─── EXCERPTED DATA
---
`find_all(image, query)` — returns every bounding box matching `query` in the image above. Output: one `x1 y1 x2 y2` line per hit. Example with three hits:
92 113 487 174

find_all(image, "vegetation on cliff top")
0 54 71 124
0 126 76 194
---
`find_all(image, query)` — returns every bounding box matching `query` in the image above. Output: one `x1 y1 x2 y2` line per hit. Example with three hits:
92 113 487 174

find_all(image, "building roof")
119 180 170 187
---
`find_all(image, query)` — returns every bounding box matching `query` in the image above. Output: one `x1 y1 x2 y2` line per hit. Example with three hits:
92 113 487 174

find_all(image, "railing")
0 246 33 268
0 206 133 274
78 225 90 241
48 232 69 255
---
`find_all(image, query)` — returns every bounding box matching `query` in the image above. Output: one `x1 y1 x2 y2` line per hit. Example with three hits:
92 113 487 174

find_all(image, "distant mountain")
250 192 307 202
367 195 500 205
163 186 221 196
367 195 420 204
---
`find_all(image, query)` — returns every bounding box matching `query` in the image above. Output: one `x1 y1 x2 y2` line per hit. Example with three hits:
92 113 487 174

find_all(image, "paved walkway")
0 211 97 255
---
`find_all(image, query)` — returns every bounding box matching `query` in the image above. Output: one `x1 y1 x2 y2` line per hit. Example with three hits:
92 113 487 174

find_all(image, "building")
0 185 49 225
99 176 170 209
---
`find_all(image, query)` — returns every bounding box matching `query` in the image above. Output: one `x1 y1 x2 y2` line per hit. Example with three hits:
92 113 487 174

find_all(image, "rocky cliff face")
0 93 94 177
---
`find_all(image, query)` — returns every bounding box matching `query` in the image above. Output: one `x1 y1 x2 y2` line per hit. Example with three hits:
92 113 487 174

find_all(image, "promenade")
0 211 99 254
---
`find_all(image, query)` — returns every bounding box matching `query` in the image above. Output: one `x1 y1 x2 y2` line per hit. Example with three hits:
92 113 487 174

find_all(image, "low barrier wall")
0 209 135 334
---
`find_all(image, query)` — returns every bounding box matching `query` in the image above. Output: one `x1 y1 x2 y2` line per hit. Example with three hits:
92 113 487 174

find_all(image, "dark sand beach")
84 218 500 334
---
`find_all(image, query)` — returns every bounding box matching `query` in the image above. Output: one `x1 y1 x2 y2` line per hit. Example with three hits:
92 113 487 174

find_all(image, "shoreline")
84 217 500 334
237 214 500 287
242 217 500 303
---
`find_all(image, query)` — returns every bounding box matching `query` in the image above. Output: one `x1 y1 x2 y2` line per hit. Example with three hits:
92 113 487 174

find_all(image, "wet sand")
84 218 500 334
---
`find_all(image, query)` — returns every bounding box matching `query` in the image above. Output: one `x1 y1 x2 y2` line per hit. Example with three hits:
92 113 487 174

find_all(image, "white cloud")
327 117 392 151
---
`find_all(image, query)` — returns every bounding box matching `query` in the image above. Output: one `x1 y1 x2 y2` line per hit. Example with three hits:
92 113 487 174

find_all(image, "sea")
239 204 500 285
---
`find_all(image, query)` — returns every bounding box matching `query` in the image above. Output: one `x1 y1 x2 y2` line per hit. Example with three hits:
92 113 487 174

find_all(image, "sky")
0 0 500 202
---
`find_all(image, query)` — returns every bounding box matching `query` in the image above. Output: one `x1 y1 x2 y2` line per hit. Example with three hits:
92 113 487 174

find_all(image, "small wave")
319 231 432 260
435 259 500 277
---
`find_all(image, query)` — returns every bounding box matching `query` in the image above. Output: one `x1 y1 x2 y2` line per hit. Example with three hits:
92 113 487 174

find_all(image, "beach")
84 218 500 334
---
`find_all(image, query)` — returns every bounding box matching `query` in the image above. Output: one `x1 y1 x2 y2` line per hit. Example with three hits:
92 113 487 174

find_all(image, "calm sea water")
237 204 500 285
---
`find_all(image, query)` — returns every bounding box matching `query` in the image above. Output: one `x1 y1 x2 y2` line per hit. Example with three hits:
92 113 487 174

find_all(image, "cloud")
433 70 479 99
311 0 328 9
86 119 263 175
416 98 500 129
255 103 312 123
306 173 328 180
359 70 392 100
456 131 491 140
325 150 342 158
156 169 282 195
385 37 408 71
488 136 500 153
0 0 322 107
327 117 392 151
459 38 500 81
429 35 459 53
──────
Pick out every line of the records that contains the string "cliff", and copy each such line.

▶ [ANSWER TO THE EXERCISE]
find_all(image, "vegetation on cliff top")
find_all(image, "rocky cliff face")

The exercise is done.